──────── DATA ENTRIES ────────

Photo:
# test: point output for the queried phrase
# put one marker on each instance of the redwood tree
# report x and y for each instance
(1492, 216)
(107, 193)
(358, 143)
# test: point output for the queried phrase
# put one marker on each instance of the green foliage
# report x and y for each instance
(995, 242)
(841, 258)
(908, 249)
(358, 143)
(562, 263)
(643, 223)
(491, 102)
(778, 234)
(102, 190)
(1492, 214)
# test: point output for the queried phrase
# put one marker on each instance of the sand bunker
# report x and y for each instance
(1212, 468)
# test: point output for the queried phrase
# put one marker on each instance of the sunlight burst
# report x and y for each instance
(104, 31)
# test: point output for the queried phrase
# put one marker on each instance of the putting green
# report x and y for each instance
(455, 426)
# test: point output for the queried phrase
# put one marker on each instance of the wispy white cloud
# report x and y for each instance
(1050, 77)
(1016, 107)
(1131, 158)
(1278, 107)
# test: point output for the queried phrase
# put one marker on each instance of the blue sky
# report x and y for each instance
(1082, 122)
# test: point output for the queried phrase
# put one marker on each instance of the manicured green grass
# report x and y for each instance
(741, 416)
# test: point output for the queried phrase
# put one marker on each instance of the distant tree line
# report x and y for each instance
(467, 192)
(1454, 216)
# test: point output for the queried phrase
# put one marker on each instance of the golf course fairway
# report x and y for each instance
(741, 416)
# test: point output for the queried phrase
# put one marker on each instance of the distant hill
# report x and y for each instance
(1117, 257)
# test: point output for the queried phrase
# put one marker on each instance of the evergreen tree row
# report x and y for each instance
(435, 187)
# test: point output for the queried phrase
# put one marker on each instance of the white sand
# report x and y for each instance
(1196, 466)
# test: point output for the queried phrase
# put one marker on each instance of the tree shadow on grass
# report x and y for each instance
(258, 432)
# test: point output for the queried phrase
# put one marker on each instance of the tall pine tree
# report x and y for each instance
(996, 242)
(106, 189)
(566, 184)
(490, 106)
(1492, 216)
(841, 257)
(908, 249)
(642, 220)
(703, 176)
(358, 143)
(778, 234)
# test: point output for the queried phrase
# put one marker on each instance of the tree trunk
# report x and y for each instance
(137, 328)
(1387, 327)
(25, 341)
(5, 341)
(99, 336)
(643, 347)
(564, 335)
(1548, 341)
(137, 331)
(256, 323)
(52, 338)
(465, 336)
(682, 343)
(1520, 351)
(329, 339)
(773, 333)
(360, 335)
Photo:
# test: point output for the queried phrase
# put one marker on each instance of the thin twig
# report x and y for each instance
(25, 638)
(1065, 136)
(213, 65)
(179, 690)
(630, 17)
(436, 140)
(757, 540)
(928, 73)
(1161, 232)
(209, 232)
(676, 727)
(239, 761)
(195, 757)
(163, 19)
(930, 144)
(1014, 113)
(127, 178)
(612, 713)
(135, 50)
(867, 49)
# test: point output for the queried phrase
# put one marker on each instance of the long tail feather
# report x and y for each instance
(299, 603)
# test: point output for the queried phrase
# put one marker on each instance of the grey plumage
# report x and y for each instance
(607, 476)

────────

EXERCISE
Gather every line in the material above that contains the word "white", and copy each one out in full. Case counts, so match capital and lowercase letters.

SOLUTION TO THE EXERCISE
# put one marker on each instance of the wispy white cloud
# put one marker on each instance of the white sand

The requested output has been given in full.